| Required work |
Every line in the records below with the string "instance" is to be copied out.

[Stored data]

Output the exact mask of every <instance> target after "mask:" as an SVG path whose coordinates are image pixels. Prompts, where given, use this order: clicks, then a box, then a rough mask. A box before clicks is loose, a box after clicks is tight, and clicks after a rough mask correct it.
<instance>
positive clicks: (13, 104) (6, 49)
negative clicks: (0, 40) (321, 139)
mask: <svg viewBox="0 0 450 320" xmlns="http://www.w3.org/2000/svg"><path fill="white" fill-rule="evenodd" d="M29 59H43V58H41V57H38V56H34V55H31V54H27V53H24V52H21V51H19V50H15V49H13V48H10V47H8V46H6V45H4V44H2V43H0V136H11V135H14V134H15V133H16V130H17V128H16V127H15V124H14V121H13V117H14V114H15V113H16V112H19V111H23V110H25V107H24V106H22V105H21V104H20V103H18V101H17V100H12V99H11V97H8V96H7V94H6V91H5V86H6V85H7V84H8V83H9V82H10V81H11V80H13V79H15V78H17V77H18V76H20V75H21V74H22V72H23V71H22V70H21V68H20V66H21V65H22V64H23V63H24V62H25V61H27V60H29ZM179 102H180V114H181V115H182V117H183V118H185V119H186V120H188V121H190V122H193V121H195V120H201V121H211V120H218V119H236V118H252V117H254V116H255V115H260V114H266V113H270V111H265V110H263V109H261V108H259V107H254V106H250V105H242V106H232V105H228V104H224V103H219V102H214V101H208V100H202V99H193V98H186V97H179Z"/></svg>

| Output below |
Output the exact mask of every <instance> target after "mask:" as an SVG path whose coordinates are image pixels. Prompts, where given, use this order: clicks, then a box, then a rough mask. A box before clicks is loose, a box after clicks is tight, and clicks after a rough mask correct it.
<instance>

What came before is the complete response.